--- TASK MATERIAL ---

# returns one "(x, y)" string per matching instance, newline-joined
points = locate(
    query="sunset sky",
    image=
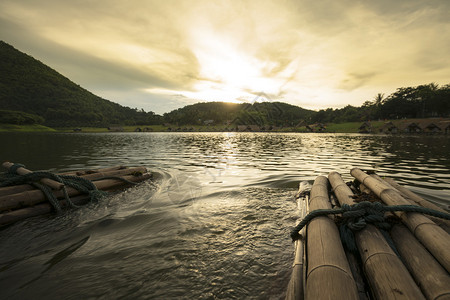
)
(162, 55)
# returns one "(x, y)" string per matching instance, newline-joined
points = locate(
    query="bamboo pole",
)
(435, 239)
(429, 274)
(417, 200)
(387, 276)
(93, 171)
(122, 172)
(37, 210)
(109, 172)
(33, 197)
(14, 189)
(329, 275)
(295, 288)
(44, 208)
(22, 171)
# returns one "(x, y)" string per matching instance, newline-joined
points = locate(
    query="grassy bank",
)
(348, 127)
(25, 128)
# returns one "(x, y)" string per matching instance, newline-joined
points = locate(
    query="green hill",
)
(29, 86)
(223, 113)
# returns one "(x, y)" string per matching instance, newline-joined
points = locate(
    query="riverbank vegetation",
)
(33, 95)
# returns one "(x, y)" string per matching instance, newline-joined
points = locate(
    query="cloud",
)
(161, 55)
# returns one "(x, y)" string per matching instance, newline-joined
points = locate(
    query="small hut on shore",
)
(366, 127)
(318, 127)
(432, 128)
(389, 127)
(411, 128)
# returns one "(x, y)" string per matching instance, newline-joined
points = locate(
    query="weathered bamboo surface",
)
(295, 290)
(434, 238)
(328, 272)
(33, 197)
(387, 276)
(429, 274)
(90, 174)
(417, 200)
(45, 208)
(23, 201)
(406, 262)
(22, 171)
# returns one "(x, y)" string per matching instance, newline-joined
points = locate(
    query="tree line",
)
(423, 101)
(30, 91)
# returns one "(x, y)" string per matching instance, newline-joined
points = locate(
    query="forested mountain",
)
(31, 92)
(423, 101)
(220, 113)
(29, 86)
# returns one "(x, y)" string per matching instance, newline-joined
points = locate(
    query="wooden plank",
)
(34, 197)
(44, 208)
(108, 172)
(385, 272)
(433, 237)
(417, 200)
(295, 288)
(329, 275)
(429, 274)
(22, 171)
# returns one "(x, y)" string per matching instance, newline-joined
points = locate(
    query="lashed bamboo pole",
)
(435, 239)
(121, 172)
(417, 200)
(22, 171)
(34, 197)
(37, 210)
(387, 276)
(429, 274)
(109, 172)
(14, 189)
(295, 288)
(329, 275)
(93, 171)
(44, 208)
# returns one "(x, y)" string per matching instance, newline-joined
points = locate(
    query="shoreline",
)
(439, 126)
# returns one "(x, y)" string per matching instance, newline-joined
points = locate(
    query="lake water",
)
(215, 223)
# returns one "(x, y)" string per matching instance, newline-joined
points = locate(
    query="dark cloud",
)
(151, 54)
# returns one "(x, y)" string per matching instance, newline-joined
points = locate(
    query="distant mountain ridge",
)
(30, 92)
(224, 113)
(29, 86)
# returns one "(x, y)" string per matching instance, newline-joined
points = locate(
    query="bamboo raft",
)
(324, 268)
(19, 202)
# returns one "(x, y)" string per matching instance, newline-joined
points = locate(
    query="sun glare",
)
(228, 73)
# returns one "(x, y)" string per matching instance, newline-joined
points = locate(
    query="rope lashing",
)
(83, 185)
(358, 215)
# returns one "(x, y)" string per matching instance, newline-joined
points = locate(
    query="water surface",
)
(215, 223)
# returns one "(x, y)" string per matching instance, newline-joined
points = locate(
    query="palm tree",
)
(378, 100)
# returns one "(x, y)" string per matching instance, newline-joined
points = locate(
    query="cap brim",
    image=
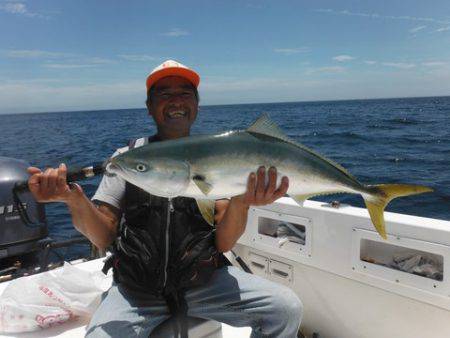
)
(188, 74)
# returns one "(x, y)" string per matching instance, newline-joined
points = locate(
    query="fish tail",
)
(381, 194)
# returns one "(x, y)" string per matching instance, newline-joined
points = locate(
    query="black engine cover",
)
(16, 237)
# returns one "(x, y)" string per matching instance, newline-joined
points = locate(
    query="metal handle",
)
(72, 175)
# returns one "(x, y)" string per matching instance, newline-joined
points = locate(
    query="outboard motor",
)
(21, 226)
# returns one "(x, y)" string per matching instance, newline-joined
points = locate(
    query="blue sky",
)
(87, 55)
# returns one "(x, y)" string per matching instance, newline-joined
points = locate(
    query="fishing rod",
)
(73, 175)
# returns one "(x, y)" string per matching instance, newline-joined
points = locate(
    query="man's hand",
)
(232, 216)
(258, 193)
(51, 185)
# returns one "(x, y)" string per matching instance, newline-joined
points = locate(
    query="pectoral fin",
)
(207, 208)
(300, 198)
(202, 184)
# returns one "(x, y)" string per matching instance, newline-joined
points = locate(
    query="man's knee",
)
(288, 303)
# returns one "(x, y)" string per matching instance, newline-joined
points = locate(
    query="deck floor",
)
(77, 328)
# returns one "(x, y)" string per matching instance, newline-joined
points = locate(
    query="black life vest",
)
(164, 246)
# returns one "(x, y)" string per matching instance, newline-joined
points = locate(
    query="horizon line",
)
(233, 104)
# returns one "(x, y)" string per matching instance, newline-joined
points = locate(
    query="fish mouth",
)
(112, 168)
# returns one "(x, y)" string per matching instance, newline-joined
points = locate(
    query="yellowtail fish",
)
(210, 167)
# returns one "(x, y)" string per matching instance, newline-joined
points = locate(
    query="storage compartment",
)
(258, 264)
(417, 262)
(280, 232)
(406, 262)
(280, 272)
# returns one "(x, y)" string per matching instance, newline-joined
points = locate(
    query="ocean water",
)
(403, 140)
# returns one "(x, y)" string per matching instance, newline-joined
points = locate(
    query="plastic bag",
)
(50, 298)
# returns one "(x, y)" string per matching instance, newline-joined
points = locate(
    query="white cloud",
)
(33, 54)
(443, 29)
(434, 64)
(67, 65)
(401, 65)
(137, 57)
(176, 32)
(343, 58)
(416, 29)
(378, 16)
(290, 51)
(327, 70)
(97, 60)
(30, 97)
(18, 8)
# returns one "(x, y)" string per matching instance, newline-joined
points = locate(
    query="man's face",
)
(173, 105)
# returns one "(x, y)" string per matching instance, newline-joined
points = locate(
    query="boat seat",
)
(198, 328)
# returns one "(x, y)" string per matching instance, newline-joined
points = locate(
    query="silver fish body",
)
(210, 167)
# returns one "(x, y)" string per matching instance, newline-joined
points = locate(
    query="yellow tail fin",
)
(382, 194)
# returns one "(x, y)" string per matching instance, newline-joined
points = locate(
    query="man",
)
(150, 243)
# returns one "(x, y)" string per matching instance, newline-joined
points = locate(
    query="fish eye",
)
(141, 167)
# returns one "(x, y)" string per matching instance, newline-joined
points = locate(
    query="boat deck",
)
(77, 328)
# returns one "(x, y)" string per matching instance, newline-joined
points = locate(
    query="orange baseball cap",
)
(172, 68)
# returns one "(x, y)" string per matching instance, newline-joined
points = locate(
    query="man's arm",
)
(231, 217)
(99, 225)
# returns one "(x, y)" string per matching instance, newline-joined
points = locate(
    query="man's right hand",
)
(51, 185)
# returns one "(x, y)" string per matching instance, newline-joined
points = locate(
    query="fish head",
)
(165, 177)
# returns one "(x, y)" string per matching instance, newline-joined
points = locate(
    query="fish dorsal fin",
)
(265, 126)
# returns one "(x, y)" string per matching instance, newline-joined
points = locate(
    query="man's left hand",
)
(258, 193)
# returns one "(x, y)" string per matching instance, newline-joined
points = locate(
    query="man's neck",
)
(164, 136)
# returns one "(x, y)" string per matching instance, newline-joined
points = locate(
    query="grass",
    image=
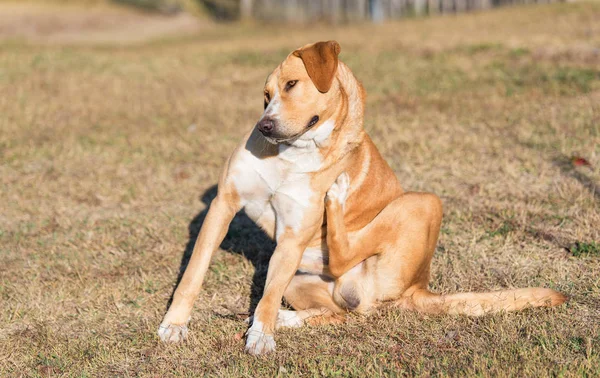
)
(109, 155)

---

### EXERCISE
Line by line, print the records above exactly, skipping each picture.

### FINISHED TASK
# returns one "(x, y)" string per matching instance, newline-joined
points = locate(
    query="sunset sky",
    image=
)
(162, 55)
# returns one "(x, y)" string per matching instance, newline-joined
points = locate(
    query="bamboo pole",
)
(435, 239)
(429, 274)
(417, 200)
(387, 276)
(93, 171)
(122, 172)
(37, 210)
(109, 172)
(33, 197)
(14, 189)
(329, 275)
(295, 288)
(44, 208)
(22, 171)
# returns one "(x, y)" string per matching instance, newline-joined
points = locate(
    query="grassy bank",
)
(348, 127)
(25, 128)
# returns one "(x, y)" string per matching instance, newline-joined
points = locate(
    query="green hill",
)
(29, 86)
(223, 113)
# returns one "(x, y)" string per matching instance, newline-joined
points = locate(
    query="riverbank vegetation",
)
(33, 95)
# returns one "(x, y)" string per matching instance, newline-joined
points = locate(
    query="cloud",
)
(161, 55)
# returns one "(x, y)" string per matching instance, newline-joined
points = locate(
    query="small hut on shore",
)
(366, 127)
(318, 127)
(432, 128)
(389, 127)
(411, 128)
# returns one "(x, y)" string per matching instance, newline-joined
points = locate(
    query="weathered bamboo surface",
)
(295, 290)
(434, 238)
(328, 272)
(33, 197)
(387, 276)
(429, 274)
(90, 174)
(417, 200)
(45, 208)
(23, 201)
(406, 262)
(22, 171)
# returns one "(x, y)" string per matching instance, newline-joined
points = locate(
    query="tree line",
)
(423, 101)
(30, 91)
# returns one "(x, y)" string per matching instance, newline-joined
points = locate(
    query="forested mountain",
)
(31, 92)
(423, 101)
(220, 113)
(29, 86)
# returns one "(x, y)" string per matching instance, newline-joined
points = locate(
    query="wooden plank",
)
(34, 197)
(44, 208)
(108, 172)
(385, 272)
(433, 237)
(417, 200)
(295, 288)
(329, 275)
(429, 274)
(22, 171)
# returns one "(x, y)" string per matching instance, newline-joined
points = locate(
    query="lashed bamboo pole",
)
(435, 239)
(121, 172)
(417, 200)
(22, 171)
(34, 197)
(37, 210)
(387, 276)
(429, 274)
(109, 172)
(14, 189)
(295, 288)
(329, 275)
(93, 171)
(44, 208)
# returns one "(x, y)" string per matching instance, newline-joined
points = locate(
    query="shoreline",
)
(439, 126)
# returns one "(x, y)" string per matching instance, newline-joined
points = locate(
    query="lake water",
)
(215, 223)
# returns one "(x, y)" string per matching instance, newline-joined
points = locate(
    query="dark cloud",
)
(151, 54)
# returns one "(x, y)" string per matching instance, newline-joined
points = locate(
    query="distant mountain ridge",
)
(30, 92)
(224, 113)
(29, 86)
# returns one "(x, y)" string per matching instance, newline-joined
points = locate(
    query="bamboo raft",
)
(324, 268)
(19, 202)
# returns one "(x, y)" string per matching instance, newline-joined
points = locate(
    query="sun glare",
)
(228, 73)
# returns one "(x, y)" string per matching instance, newline-joined
points = locate(
    query="rope lashing",
)
(83, 185)
(358, 215)
# returns one "(x, y)" string per matching instance, newline-joined
points = locate(
    query="water surface",
)
(215, 223)
# returns one "(x, y)" string per matching instance, newline-joined
points = locate(
    query="palm tree",
)
(378, 100)
# returns one "(x, y)" string per matching instance, newline-joined
points = locate(
    query="cap brim",
    image=
)
(188, 74)
# returns one "(x, y)" string per matching instance, newline-joined
points = locate(
    query="fish tail",
)
(381, 194)
# returns one "(x, y)" string per matching instance, newline-joined
points = locate(
    query="black engine cover",
)
(16, 237)
# returns one "(x, y)" string per matching instance, newline-joined
points = locate(
    query="metal handle",
)
(72, 175)
# returns one "(x, y)" string per matching instance, newline-joined
points = locate(
    query="outboard motor",
)
(21, 226)
# returns one "(x, y)" string per matching instance, newline-joined
points = locate(
    query="blue sky",
)
(87, 55)
# returns one "(x, y)" string per matching instance, newline-joined
points = locate(
    query="fishing rod",
)
(73, 175)
# returns one "(x, y)" string per matching instance, newline-joined
points = locate(
    query="man's hand",
)
(232, 216)
(258, 193)
(51, 185)
# returns one "(x, y)" string per matching instance, newline-joined
points = locate(
    query="pectoral fin",
)
(207, 208)
(300, 198)
(202, 184)
# returns one "(x, y)" string per matching instance, newline-joined
points = locate(
    query="man's knee",
)
(288, 303)
# returns one "(x, y)" string per matching instance, newline-joined
points = locate(
    query="deck floor",
)
(77, 328)
# returns one "(x, y)" string per matching instance, newline-joined
points = locate(
    query="black life vest",
)
(164, 246)
# returns one "(x, y)" string per matching instance, newline-joined
points = locate(
    query="horizon line",
)
(233, 104)
# returns one "(x, y)" string per matching instance, newline-joined
points = locate(
    query="fish mouth",
)
(112, 168)
# returns one "(x, y)" string per matching instance, newline-joined
points = locate(
    query="yellowtail fish",
)
(210, 167)
# returns one "(x, y)" string per matching instance, newline-joined
points = locate(
    query="storage compartment",
)
(258, 264)
(417, 262)
(280, 232)
(406, 262)
(280, 272)
# returns one "(x, y)" string per matching instance, newline-joined
points = locate(
    query="ocean water",
)
(403, 140)
# returns one "(x, y)" string per matching instance, newline-joined
points = locate(
    query="plastic bag",
)
(50, 298)
# returns one "(x, y)" string per matching instance, newline-joined
points = locate(
    query="white cloud",
)
(33, 54)
(443, 29)
(434, 64)
(67, 65)
(401, 65)
(137, 57)
(176, 32)
(343, 58)
(416, 29)
(378, 16)
(290, 51)
(327, 70)
(97, 60)
(30, 97)
(18, 8)
# returns one "(x, y)" string per matching instance, newline-joined
points = locate(
    query="man's face",
)
(173, 105)
# returns one "(x, y)" string per matching instance, newline-joined
points = locate(
    query="boat seat",
)
(198, 328)
# returns one "(x, y)" string per matching instance, newline-joined
points = locate(
    query="silver fish body",
)
(210, 167)
# returns one "(x, y)" string per matching instance, newline-joined
points = locate(
    query="yellow tail fin",
)
(382, 194)
# returns one "(x, y)" string per matching instance, newline-joined
points = locate(
    query="man",
)
(150, 243)
# returns one "(x, y)" string per matching instance, newline-joined
points = locate(
    query="fish eye",
)
(141, 167)
# returns one "(x, y)" string per matching instance, newline-joined
points = locate(
    query="boat deck",
)
(77, 328)
# returns one "(x, y)" string per matching instance, newline-joined
points = locate(
    query="orange baseball cap",
)
(172, 68)
# returns one "(x, y)" string per matching instance, newline-joined
points = locate(
    query="man's arm",
)
(231, 217)
(99, 225)
# returns one "(x, y)" string per matching instance, newline-joined
points = locate(
    query="man's right hand",
)
(51, 185)
# returns one "(x, y)" string per matching instance, newline-joined
points = locate(
    query="fish head",
)
(165, 177)
# returns one "(x, y)" string per matching instance, newline-joined
points = locate(
    query="fish dorsal fin",
)
(265, 126)
# returns one "(x, y)" string per matching instance, newline-joined
points = locate(
    query="man's left hand",
)
(258, 193)
# returns one "(x, y)" string per matching instance, newline-joined
points = locate(
    query="man's neck",
)
(164, 136)
# returns one "(x, y)" string per matching instance, newline-joined
points = locate(
    query="grass",
    image=
)
(109, 155)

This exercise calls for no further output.